## LISTA DE EXERCÍCIOS
a) Segundo o texto fornecido, de quanto seria a dedução no imposto de renda para pessoa jurídica pela emenda da senadora Rose de Freitas?
b) Repita sem alterações o trecho do texto fornecido que vai de "O relator ainda" até "investimento em startup.".

Um dos exemplos de tentativa de inserir incentivos novos foi o pedido de destaque do senador Eduardo Braga (AM) pela liderança do MDB de voto em separado de uma emenda apresentada pela senadora Rose de Freitas (MDB/ES).  A senadora capixaba tentou inserir o desconto no imposto de renda para os investidores em startups. Pelo texto, a dedução seria de 4% para pessoa física e 2% para jurídica. 

O relator ainda retirou a pedido do governo, o artigo 7 do texto aprovado Câmara:

Art. 7º No caso do investidor pessoa física, para fins de apuração e de pagamento do imposto sobre o ganho de capital, as perdas incorridas nas operações com os instrumentos de que trata o art. 5º desta Lei Complementar poderão compor o custo de aquisição para fins de apuração dos ganhos de capital auferidos com venda das participações societárias convertidas em decorrência do investimento em startup.

§ 1º O investidor poderá escolher quais investimentos em startup realizados previamente ao ganho de capital ele utilizará no custo de aquisição.

§ 2º A utilização dos valores no custo de aquisição a que se refere este artigo para fins de ganho de capital implica remissão da dívida da startup.

§ 3º A utilização dos valores no custo de aquisição a que se refere o caput deste artigo somente poderá ser realizada com os instrumentos de que trata o art. 5º desta

A emenda do relator transformou o artigo:

Art. 7º No caso do investidor pessoa física, para fins de apuração e de pagamento do imposto sobre o ganho de capital, as perdas incorridas nas operações com os instrumentos de que trata o art. 5º desta Lei Complementar poderão compor o custo de aquisição para fins de apuração dos ganhos de capital auferidos com venda das participações societárias convertidas em decorrência do investimento em startup, no prazo estabelecido pelo I, do Art. 137, da Lei 14.116, de 31, dezembro de 2020 (LDO).”

O dispositivo citado da Lei de Diretrizes Orçamentária determina que as propostas legislativas que concedam, renovem ou ampliem benefícios tributários deverão ter vigência de, no máximo, cinco anos.

(Registros de um conjunto de dados)

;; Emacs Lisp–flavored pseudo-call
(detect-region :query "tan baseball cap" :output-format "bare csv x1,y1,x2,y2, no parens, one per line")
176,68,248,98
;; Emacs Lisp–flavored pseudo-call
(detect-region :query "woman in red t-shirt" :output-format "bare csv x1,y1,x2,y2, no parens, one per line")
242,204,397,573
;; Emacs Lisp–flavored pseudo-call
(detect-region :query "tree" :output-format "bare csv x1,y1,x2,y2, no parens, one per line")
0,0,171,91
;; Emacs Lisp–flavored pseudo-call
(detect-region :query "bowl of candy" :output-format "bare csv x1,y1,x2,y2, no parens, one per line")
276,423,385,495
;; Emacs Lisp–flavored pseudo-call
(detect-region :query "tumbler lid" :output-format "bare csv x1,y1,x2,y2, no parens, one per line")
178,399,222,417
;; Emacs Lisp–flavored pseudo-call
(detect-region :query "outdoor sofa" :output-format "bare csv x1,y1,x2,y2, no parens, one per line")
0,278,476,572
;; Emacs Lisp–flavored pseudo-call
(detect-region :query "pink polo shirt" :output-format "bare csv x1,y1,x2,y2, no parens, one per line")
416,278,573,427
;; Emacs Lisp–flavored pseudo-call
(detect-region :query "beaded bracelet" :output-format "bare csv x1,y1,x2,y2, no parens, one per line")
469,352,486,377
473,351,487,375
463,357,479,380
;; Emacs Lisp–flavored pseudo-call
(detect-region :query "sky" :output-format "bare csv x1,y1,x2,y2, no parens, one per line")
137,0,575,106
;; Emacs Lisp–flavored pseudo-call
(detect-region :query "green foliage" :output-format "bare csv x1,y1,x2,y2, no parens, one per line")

## RESOLUÇÃO DOS EXERCÍCIOS
a) A dedução seria de 2% para pessoa jurídica.

b)
O relator ainda retirou a pedido do governo, o artigo 7 do texto aprovado Câmara:

Art. 7º No caso do investidor pessoa física, para fins de apuração e de pagamento do imposto sobre o ganho de capital, as perdas incorridas nas operações com os instrumentos de que trata o art. 5º desta Lei Complementar poderão compor o custo de aquisição para fins de apuração dos ganhos de capital auferidos com venda das participações societárias convertidas em decorrência do investimento em startup.